(Stored items)
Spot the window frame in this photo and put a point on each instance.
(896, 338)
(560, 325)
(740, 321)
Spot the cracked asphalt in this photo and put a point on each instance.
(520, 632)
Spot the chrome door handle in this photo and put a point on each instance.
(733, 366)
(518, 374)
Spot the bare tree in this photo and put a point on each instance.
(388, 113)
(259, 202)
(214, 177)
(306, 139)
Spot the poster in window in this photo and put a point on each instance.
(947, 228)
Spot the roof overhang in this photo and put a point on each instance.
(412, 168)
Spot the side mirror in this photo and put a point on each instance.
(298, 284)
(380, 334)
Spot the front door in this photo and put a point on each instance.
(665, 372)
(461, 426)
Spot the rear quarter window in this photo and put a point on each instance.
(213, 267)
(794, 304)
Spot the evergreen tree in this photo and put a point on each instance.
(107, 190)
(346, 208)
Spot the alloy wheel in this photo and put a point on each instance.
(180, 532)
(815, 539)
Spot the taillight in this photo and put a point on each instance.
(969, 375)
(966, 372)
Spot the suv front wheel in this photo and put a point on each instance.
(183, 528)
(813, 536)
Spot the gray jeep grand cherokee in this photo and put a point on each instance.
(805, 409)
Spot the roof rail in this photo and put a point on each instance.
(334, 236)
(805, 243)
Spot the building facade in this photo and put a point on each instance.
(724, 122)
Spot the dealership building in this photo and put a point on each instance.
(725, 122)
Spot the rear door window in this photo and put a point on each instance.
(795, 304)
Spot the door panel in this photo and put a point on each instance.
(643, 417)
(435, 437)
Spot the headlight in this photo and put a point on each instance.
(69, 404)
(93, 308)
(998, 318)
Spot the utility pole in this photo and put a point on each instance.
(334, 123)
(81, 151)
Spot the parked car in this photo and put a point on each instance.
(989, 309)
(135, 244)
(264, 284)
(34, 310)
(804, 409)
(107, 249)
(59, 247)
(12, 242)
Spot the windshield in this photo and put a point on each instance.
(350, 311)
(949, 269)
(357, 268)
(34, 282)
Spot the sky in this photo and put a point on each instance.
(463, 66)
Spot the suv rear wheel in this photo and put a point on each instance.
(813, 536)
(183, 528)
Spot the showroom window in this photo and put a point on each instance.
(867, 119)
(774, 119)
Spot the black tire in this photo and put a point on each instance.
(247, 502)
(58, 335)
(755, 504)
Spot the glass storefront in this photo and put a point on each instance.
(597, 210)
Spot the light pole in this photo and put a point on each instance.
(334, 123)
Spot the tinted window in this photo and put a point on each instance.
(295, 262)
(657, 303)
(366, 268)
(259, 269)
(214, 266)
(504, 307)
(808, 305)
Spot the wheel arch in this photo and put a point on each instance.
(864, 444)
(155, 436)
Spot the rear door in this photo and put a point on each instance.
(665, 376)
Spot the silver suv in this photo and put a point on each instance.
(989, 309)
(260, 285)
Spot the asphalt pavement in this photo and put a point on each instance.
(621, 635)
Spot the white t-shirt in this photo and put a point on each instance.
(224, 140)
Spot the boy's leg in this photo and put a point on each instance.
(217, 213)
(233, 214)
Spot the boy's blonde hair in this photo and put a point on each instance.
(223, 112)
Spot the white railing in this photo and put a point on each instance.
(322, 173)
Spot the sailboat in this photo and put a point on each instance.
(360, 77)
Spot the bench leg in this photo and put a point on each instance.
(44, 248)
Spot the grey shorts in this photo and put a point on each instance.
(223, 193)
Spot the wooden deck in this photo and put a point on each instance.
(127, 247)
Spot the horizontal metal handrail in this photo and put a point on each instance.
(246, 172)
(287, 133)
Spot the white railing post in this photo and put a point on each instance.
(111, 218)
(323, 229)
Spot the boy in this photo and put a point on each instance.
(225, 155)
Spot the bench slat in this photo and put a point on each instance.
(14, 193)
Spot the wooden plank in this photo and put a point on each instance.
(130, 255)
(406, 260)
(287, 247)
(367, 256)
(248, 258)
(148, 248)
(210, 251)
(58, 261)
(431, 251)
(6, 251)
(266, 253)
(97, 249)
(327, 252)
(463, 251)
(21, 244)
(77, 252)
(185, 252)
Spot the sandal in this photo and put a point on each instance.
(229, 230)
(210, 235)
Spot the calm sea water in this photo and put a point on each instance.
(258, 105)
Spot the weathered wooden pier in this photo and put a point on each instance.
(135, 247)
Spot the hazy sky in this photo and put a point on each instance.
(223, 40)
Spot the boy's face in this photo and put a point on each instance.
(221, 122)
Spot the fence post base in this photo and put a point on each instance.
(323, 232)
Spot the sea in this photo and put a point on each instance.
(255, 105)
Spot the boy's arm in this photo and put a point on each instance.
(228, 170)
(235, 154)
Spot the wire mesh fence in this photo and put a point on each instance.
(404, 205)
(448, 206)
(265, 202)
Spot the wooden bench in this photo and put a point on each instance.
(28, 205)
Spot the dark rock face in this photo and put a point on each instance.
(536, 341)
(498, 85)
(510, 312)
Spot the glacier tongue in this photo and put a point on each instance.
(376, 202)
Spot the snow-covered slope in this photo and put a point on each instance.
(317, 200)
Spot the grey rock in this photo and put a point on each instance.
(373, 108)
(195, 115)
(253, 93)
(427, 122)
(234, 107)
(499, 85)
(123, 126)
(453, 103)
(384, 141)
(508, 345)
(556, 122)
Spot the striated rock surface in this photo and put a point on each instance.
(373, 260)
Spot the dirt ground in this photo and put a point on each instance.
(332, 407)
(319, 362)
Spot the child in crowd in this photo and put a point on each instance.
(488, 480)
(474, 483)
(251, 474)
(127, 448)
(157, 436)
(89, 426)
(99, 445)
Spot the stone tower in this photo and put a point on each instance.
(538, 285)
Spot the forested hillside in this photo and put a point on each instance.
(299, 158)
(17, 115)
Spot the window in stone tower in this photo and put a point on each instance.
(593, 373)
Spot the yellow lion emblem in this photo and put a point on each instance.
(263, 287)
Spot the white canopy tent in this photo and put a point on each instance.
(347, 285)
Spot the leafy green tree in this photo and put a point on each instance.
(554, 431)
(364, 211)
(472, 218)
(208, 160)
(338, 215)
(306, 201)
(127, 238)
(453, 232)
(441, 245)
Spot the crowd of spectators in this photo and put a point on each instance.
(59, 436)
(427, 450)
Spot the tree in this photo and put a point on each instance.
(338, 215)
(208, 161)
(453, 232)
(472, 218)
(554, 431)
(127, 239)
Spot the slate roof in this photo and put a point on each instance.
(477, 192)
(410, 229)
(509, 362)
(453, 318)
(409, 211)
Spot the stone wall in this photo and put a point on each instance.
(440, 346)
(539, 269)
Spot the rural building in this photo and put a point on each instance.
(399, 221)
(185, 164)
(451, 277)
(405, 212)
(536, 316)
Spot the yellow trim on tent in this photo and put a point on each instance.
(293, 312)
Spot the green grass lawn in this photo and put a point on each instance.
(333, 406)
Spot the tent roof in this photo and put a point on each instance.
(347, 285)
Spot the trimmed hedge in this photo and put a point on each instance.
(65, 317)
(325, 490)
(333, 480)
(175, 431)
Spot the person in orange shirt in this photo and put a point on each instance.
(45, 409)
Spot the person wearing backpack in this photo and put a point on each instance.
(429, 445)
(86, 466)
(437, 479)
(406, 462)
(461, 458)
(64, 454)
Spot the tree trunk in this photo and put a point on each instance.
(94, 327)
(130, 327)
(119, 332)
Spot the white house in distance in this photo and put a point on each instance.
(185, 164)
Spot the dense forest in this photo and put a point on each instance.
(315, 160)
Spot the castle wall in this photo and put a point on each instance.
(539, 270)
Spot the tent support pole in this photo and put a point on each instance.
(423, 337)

#### [ACTIVITY]
Nothing in the records may be left out; transcribe all of them exactly.

#### [RESULT OF THE TASK]
Spot the window frame in this photo and put a point on each instance.
(896, 338)
(560, 325)
(740, 321)
Spot the cracked asphalt in this photo and put a point on each instance.
(520, 632)
Spot the chrome door handle in this photo and put a point on each instance.
(733, 366)
(518, 374)
Spot the bare tree in this photo and put a point on each instance.
(388, 113)
(259, 202)
(214, 177)
(306, 139)
Spot the poster in window in this photo and put a point on each instance.
(947, 228)
Spot the roof overhang in this photo and put a point on each instance.
(412, 168)
Spot the side mirror in this photo and put a point on each instance.
(298, 284)
(380, 334)
Spot the front door in this photo and put a point on each instance.
(665, 372)
(461, 426)
Spot the rear quarter window in this photo and put a point on each instance.
(213, 267)
(794, 304)
Spot the evergreen tree in this photo and put a point on each instance.
(107, 190)
(346, 208)
Spot the alloy wheel in this photo and put a point on each instance.
(180, 532)
(815, 539)
Spot the taillight in this photo and put a point on each instance.
(969, 375)
(966, 372)
Spot the suv front wheel in this photo and put a point on each instance.
(183, 528)
(813, 536)
Spot the gray jeep grand cherokee in this photo and put a point on each instance.
(805, 409)
Spot the roof rail in this photo and put a point on each instance.
(334, 236)
(805, 243)
Spot the building facade in this photo and put a point on each instance.
(724, 122)
Spot the dealership building in this photo and put a point on each instance.
(725, 122)
Spot the rear door window in this photo and put a point on each instance.
(795, 304)
Spot the door panel in this photo and put a point on each instance.
(643, 417)
(435, 437)
Spot the headlight in this photo and put a point on each instance.
(69, 404)
(93, 308)
(998, 318)
Spot the utility pole in this photo and put a point on each instance.
(334, 123)
(81, 151)
Spot the parked car in this photo and put a point on each instance.
(989, 309)
(135, 244)
(264, 284)
(34, 310)
(804, 409)
(107, 249)
(59, 247)
(12, 242)
Spot the windshield in this photo and put a point on each instance.
(350, 311)
(949, 269)
(357, 268)
(34, 282)
Spot the sky in this photo and put a point on each instance.
(463, 66)
Spot the suv rear wheel in this photo and put a point on each instance.
(813, 536)
(183, 528)
Spot the showroom window in this photo and put a point on each instance.
(867, 119)
(774, 119)
Spot the black tire in this photo and put a point on each instance.
(247, 502)
(58, 335)
(755, 504)
Spot the glass storefront in this photo and put a point on each instance.
(597, 210)
Spot the light pole in this photo and put a point on each instance.
(334, 123)
Spot the tinted window in this photo and put a point on each instance.
(295, 262)
(657, 303)
(366, 268)
(259, 269)
(214, 266)
(504, 307)
(808, 305)
Spot the wheel arch in this photo and put a point on each instance.
(864, 444)
(155, 436)
Spot the rear door in this photo and put a point on each instance.
(665, 376)
Spot the silver suv in this photo and put a point on each instance.
(989, 309)
(260, 285)
Spot the asphalt pavement in this photo and put a point on each instance.
(621, 635)
Spot the white t-shirt in this photo and put a point on each instance.
(224, 140)
Spot the boy's leg in this photo and put a point on each instance.
(217, 213)
(233, 214)
Spot the boy's blonde hair in this photo and put a point on each instance.
(223, 112)
Spot the white railing in this photo and put a point on each instance.
(322, 173)
Spot the sailboat in this photo and put a point on each instance.
(360, 77)
Spot the bench leg in this photo and put a point on each instance.
(44, 248)
Spot the grey shorts in this photo and put a point on each instance.
(223, 193)
Spot the wooden deck in this photo and put a point on each instance.
(127, 247)
Spot the horizontal metal handrail in this photo and put a point on each instance.
(246, 172)
(287, 133)
Spot the white railing post in this photo and put a point on each instance.
(111, 218)
(323, 229)
Spot the boy in this photo and put a point on each instance.
(225, 155)
Spot the bench slat in this photo and put a point on each instance.
(14, 193)
Spot the wooden plank in this photo and put a point on each instance.
(130, 255)
(406, 260)
(287, 247)
(367, 256)
(248, 258)
(148, 248)
(210, 251)
(58, 261)
(431, 251)
(6, 251)
(266, 253)
(97, 249)
(327, 252)
(463, 251)
(21, 244)
(77, 252)
(185, 252)
Spot the sandal in this photo and put a point on each instance.
(229, 230)
(210, 235)
Spot the calm sea water in this photo and put a point on each instance.
(258, 105)
Spot the weathered wooden pier in this photo and put a point on each instance.
(135, 247)
Spot the hazy sky in this photo and put a point on each instance.
(223, 40)
Spot the boy's face in this photo and put a point on each instance.
(221, 122)
Spot the fence post base in this photo and put a point on each instance.
(323, 232)
Spot the sea in this photo and put a point on each instance.
(255, 105)
Spot the boy's arm in this photo and put a point on each instance.
(228, 170)
(235, 154)
Spot the wire mesh fence in this photo and put a point on each instance.
(404, 205)
(448, 206)
(265, 202)
Spot the wooden bench in this photo and put a point on each instance.
(28, 205)
Spot the dark rock face in this photo and put a point on each instance.
(536, 341)
(498, 85)
(510, 312)
Spot the glacier tongue in this photo and put a point on each instance.
(376, 202)
Spot the snow-covered slope in this photo and put a point on each instance.
(317, 200)
Spot the grey rock in this photo and put a point on each instance.
(373, 108)
(195, 115)
(253, 93)
(427, 122)
(234, 107)
(499, 85)
(123, 126)
(453, 103)
(384, 141)
(508, 345)
(556, 122)
Spot the striated rock surface in this photo and put a point on each instance.
(373, 260)
Spot the dirt ground in this photo and put a point on each instance.
(332, 407)
(319, 362)
Spot the child in crowd in this photo and put a point on each instance.
(488, 480)
(474, 483)
(251, 474)
(127, 448)
(157, 436)
(89, 426)
(99, 445)
Spot the stone tower in this photo and put a point on each instance.
(538, 285)
Spot the forested hillside in this photo and put a point on each instance.
(299, 158)
(17, 115)
Spot the window in stone tower in this photo and put a point on each instance.
(593, 373)
Spot the yellow lion emblem in this photo and put a point on each instance.
(263, 287)
Spot the white canopy tent in this photo and put a point on each instance.
(347, 285)
Spot the leafy green tree in this photo and put a point on each instance.
(554, 431)
(364, 211)
(472, 218)
(208, 160)
(338, 215)
(306, 201)
(127, 238)
(453, 232)
(441, 245)
Spot the crowd of spectators in this photo and put a point on each instance.
(59, 436)
(427, 450)
Spot the tree in this photo and put a point on each instance.
(338, 215)
(208, 161)
(453, 232)
(472, 218)
(554, 431)
(127, 239)
Spot the slate roof in this photo and put a point on each instance.
(477, 192)
(410, 229)
(509, 362)
(453, 318)
(409, 211)
Spot the stone wall in this photo and put a point on each instance.
(440, 346)
(539, 269)
Spot the rural building in this photo and put a point on each instance.
(399, 221)
(185, 164)
(451, 277)
(405, 212)
(536, 316)
Spot the yellow trim on tent in this photo and put a point on each instance.
(293, 312)
Spot the green grass lawn in this photo and put a point on each instance.
(333, 406)
Spot the tent roof in this photo and put a point on each instance.
(347, 285)
Spot the trimmed hedge in this photo and put a point on each instance.
(65, 317)
(325, 490)
(333, 480)
(175, 431)
Spot the person in orange shirt in this photo and put a point on each instance.
(45, 409)
Spot the person wearing backpack in this photo and put a point on each instance.
(429, 445)
(86, 466)
(437, 479)
(406, 462)
(461, 458)
(64, 454)
Spot the tree trunk in this photo and put a point on each instance.
(94, 327)
(130, 327)
(119, 332)
Spot the white house in distance in this photo and put a point on each instance.
(185, 164)
Spot the dense forest in this photo and put a point on each instance.
(315, 160)
Spot the castle wall in this photo and put a point on each instance.
(539, 270)
Spot the tent support pole in this photo and put a point on each instance.
(423, 337)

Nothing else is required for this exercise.